### DIRECTIONS FOR THIS TASK
Among the lines of the entries below, count those containing the word "near" and answer with the number only.

### SUPPLIED DATA
※ ※ ※

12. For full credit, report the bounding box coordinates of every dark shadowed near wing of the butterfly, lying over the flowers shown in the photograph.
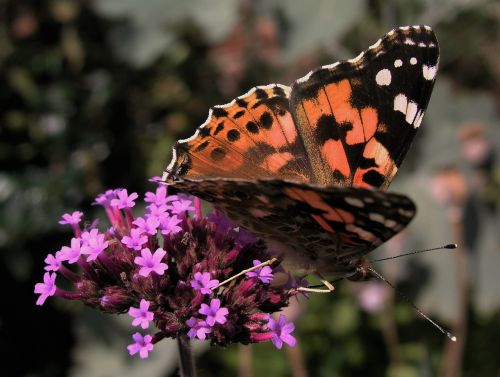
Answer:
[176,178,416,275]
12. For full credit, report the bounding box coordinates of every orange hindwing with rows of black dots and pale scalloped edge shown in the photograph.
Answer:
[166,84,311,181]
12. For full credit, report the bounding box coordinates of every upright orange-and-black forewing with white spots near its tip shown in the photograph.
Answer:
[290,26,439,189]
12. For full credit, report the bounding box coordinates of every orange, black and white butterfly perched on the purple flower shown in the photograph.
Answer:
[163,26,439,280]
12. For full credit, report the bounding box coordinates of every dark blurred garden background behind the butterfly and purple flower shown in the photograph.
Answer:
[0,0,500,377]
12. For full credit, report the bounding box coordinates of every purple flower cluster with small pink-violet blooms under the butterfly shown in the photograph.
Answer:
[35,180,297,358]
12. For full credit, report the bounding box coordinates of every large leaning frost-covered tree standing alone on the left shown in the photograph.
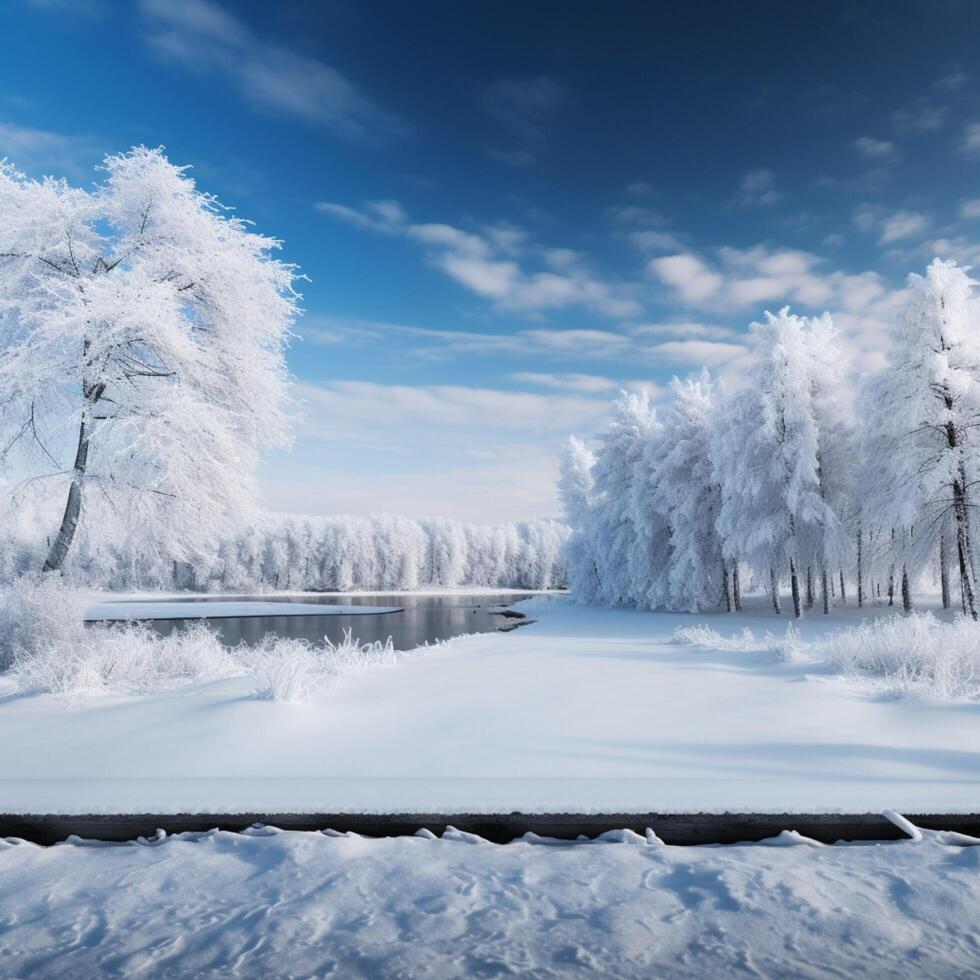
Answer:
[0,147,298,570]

※ ※ ※

### RESULT OF THIS EXERCISE
2